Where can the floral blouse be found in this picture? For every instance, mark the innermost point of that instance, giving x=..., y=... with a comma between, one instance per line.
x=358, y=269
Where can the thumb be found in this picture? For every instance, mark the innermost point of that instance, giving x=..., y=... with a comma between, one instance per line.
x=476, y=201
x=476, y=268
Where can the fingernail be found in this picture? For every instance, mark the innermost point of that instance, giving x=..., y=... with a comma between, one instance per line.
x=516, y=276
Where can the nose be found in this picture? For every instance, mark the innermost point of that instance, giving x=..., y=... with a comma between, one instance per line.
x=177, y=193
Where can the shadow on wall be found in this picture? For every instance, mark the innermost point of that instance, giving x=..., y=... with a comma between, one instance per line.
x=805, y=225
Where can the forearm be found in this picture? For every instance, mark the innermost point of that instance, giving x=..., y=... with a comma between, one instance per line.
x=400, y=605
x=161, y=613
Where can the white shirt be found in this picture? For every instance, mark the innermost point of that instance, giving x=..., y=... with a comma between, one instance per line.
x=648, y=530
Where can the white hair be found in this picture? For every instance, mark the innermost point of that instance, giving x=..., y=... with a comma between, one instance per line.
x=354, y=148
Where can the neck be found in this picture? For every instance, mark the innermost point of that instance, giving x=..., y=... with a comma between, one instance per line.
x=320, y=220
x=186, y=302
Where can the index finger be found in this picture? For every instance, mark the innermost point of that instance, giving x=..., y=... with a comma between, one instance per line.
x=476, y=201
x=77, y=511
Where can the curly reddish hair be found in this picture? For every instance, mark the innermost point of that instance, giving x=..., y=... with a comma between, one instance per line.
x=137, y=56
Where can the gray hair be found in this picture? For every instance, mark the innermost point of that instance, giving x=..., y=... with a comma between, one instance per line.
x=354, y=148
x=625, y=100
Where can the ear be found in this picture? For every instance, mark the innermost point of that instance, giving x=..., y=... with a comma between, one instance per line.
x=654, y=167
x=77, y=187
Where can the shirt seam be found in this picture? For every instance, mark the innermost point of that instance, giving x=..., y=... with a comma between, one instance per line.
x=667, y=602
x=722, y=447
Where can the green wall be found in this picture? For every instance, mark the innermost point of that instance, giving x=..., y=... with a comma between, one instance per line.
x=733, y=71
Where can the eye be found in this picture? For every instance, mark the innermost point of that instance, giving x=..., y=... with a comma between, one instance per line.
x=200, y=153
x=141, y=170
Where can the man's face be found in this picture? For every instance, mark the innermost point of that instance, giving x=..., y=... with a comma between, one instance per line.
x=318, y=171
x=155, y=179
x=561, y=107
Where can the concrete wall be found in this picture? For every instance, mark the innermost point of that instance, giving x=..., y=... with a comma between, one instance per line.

What is asked
Convert the stretch of entries from the line containing "Where can the nose" through the line containing "x=177, y=193" into a JSON list of strings, one string per line, omitting blank lines.

Exercise response
[
  "Where can the nose be found in this picture? For every instance, mark the innermost point of that instance, giving x=..., y=... with a comma between, one instance per line.",
  "x=177, y=193"
]